The problem with alcohol is that it’s a drug that isn’t just legal and tolerated, it’s a drug that’s celebrated and encouraged.
Drug addicts sell their children (in the worst way) for the next hit. It's not the same.
And likewise child porn trade/child trafficking is a nagging problem on social media platforms. Stereotyping is rarely illuminating.
> It's not the same.
I would not be so sure of that: https://www.cbsnews.com/news/farmville-playing-mom-admits-sh...
They are also really valuable at building/generating personality models of large swaths of the population, the data can be said knows us better than we know ourselves. Since the memory of our patterns can be mined for discovery or narrative creation. That's why they really exist. Just follow the money.
> Twitter and Facebook won't harm your body. They're also free
Only if you value your time at exactly zero.
> The worst that can happen is you'll feel sad if people bully you online, but that's the fault of people, not the technology.
By that logic it’s also your body’s fault to react poorly to drugs, not the drugs’.
Thinking of it in terms of “fault” is also not very productive. I’d say it’s definitely a (possible) negative consequence of social media usage that might otherwise not have happened, and as such worth studying.
> This kind of revolution in improving our health makes me proud to work in the tech industry.
I can say with some amount of confidence that the number of people wasting their talent and life in making up bullshit engagement algorithms, who thought about it as a way of getting people away from drugs, has been exactly zero. So, it is definitely not something to be proud of, but maybe something to think of as a funny coincidence, provided that the premise actually holds.
> The worst that can happen is ...
That you'll remain or become an idiot, or suffer physically and mentally as a result of being inactive while consuming the garbage your proud tech workers shove down your head.

LISTED RECORDS
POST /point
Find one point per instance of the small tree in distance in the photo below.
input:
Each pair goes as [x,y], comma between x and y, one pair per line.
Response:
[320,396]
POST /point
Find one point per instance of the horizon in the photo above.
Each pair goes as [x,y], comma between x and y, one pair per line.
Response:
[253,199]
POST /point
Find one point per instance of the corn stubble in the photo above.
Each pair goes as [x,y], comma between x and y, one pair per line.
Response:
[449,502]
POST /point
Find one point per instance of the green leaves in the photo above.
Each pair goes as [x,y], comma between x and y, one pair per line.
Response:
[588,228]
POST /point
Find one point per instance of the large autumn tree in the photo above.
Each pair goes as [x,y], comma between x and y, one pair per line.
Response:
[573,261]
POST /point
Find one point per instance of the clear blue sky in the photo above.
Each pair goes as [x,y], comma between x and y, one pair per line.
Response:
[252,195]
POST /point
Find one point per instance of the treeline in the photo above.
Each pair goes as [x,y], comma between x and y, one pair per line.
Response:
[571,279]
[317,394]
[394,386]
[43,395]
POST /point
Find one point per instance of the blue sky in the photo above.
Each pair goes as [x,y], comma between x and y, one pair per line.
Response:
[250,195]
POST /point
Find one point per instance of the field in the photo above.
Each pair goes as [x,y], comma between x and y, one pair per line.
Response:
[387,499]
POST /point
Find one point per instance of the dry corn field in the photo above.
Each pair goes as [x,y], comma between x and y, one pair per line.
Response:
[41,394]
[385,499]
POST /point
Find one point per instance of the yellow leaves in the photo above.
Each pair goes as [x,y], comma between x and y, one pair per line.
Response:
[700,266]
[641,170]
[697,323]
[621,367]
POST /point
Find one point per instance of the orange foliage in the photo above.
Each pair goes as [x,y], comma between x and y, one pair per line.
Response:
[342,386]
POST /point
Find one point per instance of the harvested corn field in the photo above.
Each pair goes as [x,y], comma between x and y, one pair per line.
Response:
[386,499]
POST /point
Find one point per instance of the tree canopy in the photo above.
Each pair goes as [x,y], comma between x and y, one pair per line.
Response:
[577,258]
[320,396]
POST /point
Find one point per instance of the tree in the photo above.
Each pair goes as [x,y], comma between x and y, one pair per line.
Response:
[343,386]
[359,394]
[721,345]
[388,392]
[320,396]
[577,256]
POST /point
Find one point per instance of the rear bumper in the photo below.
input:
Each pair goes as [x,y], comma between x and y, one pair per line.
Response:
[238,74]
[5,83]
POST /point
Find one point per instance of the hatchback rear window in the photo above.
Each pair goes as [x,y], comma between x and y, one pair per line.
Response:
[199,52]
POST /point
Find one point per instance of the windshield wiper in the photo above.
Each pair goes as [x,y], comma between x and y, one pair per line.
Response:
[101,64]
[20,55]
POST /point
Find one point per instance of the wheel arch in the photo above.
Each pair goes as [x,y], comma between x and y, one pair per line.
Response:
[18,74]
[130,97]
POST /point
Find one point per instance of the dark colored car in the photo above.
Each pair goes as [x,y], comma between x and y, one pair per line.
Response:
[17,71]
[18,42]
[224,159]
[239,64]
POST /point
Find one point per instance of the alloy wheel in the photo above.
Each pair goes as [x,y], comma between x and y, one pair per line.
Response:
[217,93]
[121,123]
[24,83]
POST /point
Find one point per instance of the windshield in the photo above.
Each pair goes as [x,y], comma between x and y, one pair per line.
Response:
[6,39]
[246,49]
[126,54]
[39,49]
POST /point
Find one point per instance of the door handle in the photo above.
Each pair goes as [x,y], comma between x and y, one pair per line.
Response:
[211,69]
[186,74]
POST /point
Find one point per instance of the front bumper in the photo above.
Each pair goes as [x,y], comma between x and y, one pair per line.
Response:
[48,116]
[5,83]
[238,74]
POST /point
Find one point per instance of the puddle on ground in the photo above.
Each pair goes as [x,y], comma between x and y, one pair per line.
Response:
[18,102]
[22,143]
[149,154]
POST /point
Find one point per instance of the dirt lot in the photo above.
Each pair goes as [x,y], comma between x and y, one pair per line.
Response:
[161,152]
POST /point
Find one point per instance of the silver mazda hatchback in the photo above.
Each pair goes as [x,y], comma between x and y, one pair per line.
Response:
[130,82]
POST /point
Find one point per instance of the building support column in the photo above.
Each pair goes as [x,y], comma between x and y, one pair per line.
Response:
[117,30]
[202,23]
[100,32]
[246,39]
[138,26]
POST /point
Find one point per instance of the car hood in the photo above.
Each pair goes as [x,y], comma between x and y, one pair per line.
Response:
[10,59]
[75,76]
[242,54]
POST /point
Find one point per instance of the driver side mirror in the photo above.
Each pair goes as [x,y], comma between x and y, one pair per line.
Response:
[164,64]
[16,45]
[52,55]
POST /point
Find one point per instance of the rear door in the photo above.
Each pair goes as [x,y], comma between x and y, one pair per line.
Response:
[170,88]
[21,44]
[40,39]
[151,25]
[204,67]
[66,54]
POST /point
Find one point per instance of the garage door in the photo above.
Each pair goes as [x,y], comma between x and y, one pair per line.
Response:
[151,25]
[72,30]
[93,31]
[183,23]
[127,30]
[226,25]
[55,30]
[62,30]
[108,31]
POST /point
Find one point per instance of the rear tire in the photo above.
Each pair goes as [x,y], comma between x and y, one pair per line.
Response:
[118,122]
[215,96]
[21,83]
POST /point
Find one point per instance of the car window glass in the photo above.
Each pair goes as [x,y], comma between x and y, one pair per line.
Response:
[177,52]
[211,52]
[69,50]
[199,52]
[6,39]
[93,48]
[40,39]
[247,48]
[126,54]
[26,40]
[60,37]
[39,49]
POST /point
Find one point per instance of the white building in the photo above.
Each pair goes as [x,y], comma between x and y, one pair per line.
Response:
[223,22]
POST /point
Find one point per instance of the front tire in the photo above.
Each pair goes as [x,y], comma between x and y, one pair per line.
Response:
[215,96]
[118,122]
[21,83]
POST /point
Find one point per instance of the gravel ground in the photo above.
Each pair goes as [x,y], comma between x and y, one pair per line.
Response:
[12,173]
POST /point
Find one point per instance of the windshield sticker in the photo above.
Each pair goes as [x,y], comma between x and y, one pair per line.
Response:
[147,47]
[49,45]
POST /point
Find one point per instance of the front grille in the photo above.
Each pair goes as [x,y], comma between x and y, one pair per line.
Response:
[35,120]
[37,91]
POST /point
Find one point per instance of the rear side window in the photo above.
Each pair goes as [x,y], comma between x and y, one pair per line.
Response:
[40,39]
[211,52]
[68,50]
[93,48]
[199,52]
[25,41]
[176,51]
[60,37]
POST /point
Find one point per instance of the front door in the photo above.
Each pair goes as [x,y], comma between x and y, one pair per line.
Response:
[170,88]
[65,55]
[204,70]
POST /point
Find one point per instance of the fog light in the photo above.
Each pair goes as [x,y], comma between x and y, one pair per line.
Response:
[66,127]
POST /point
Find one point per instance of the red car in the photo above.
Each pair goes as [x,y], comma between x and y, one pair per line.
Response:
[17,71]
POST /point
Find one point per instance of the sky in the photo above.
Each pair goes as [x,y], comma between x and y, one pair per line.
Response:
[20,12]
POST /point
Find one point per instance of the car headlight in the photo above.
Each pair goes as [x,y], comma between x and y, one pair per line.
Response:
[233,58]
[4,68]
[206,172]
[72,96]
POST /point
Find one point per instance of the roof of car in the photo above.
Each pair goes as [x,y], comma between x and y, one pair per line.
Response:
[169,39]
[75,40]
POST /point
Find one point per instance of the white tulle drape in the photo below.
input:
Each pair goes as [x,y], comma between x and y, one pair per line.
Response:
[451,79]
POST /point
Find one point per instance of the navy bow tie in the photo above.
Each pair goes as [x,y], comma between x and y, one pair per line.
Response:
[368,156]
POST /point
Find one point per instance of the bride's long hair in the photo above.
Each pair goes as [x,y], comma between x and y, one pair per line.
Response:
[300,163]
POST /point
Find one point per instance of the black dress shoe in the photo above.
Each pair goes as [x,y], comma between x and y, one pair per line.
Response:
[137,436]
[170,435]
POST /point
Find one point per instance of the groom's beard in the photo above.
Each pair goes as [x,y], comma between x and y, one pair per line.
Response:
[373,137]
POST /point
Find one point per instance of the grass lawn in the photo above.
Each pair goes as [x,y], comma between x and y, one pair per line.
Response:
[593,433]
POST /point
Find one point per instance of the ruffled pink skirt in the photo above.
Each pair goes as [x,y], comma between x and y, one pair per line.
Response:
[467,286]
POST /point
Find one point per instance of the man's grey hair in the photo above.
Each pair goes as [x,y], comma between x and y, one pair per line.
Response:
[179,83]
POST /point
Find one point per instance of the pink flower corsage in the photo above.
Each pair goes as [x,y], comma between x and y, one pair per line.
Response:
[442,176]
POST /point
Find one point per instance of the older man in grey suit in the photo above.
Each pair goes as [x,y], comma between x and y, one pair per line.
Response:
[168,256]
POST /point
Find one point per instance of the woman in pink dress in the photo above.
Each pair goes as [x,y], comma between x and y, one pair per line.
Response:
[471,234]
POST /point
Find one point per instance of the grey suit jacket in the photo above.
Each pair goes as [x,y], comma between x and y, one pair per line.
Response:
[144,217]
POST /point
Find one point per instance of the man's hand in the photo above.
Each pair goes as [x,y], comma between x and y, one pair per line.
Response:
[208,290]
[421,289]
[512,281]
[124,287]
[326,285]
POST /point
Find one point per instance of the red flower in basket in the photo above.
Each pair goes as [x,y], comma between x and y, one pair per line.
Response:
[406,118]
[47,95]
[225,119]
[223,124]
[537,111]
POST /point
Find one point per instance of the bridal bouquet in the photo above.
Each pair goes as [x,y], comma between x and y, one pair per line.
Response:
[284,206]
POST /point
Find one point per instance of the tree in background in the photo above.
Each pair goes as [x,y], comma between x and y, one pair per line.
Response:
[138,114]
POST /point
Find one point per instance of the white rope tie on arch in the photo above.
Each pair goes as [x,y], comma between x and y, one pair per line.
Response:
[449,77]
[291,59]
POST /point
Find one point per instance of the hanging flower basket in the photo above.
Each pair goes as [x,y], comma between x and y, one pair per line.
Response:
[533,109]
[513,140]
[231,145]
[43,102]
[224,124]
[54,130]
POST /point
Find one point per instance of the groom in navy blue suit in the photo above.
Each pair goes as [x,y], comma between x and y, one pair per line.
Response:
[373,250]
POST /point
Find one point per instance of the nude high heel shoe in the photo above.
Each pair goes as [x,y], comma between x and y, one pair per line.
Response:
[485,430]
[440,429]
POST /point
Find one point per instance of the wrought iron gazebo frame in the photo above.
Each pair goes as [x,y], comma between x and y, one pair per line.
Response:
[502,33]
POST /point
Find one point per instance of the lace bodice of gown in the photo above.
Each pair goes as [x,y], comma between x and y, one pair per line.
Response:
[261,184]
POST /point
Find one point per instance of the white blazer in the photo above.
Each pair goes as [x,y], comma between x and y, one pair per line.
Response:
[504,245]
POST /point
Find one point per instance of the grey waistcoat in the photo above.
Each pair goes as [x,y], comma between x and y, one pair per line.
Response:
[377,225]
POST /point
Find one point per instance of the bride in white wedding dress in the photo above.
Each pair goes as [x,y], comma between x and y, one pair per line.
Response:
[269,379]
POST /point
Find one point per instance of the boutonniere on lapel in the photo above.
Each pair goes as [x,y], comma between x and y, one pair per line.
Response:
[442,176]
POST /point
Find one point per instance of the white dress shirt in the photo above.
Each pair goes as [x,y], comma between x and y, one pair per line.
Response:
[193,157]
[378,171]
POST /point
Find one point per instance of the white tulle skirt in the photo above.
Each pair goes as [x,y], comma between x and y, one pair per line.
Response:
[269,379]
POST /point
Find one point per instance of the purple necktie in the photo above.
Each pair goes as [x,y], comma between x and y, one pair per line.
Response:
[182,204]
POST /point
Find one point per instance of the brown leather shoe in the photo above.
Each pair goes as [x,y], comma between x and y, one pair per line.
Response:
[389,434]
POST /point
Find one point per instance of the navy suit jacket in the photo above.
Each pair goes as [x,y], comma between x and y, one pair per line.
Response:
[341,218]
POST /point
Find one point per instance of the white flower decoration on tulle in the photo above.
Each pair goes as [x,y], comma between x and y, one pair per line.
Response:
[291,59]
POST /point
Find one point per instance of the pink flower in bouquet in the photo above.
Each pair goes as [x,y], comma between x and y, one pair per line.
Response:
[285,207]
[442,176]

EXERCISE INSTRUCTIONS
1. In the comment thread about social media and drugs, swap "social media platforms" for "online networks" and write out the passage starting at "And likewise child" and ending at "at exactly zero.".
2. According to the comment thread about social media and drugs, how many people building engagement algorithms thought of their work as a way of getting people away from drugs?
The records have no connection to the comment thread about social media and drugs.

SOLUTIONS BELOW
1.
And likewise child porn trade/child trafficking is a nagging problem on online networks. Stereotyping is rarely illuminating.
> It's not the same.
I would not be so sure of that: https://www.cbsnews.com/news/farmville-playing-mom-admits-sh...
They are also really valuable at building/generating personality models of large swaths of the population, the data can be said knows us better than we know ourselves. Since the memory of our patterns can be mined for discovery or narrative creation. That's why they really exist. Just follow the money.
> Twitter and Facebook won't harm your body. They're also free
Only if you value your time at exactly zero.

2. Exactly zero.